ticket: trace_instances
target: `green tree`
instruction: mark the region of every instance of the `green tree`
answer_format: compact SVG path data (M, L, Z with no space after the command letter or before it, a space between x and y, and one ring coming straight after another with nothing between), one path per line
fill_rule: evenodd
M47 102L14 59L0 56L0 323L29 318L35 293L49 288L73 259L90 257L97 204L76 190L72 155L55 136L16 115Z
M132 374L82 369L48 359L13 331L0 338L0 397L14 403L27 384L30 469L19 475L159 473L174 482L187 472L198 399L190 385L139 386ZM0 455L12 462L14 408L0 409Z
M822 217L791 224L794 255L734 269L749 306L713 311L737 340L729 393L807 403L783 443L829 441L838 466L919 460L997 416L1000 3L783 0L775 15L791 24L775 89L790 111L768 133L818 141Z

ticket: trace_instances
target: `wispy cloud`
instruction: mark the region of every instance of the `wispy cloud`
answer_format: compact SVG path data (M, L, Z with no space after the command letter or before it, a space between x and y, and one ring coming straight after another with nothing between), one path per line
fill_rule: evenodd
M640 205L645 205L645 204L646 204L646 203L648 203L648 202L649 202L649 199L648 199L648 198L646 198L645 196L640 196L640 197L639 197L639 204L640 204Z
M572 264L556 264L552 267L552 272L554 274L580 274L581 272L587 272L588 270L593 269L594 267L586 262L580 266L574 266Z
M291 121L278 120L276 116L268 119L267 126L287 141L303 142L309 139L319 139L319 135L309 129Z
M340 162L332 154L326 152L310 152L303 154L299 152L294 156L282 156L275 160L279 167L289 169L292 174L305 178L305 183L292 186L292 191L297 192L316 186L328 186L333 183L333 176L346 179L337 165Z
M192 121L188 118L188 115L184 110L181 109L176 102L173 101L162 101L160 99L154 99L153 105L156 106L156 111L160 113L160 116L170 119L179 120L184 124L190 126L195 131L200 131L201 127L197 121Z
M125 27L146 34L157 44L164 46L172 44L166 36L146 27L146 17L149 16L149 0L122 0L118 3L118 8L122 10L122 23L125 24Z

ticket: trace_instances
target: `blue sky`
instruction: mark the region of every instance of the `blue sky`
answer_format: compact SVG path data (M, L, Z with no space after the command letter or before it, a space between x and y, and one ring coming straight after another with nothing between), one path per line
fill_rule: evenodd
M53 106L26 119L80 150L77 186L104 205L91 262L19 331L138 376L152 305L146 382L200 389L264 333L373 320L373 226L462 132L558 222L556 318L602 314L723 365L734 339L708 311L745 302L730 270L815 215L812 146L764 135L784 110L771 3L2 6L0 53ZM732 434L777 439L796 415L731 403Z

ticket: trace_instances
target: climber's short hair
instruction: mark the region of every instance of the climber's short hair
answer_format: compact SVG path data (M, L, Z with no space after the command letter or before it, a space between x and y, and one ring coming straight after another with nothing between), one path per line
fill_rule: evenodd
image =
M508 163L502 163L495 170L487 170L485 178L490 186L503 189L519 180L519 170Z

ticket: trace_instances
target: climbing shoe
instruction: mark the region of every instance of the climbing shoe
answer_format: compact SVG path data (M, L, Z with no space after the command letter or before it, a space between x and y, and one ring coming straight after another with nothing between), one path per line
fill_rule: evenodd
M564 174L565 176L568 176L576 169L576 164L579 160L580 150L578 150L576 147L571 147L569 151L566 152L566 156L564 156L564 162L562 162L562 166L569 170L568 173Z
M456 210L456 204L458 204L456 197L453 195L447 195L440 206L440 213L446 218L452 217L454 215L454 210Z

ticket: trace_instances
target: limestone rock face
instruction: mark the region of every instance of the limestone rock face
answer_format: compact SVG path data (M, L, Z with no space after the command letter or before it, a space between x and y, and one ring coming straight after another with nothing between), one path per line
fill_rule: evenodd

= = = = =

Take from the material every line that holds "climber".

target: climber's short hair
instruction: mark the region of every instance of the climber's short hair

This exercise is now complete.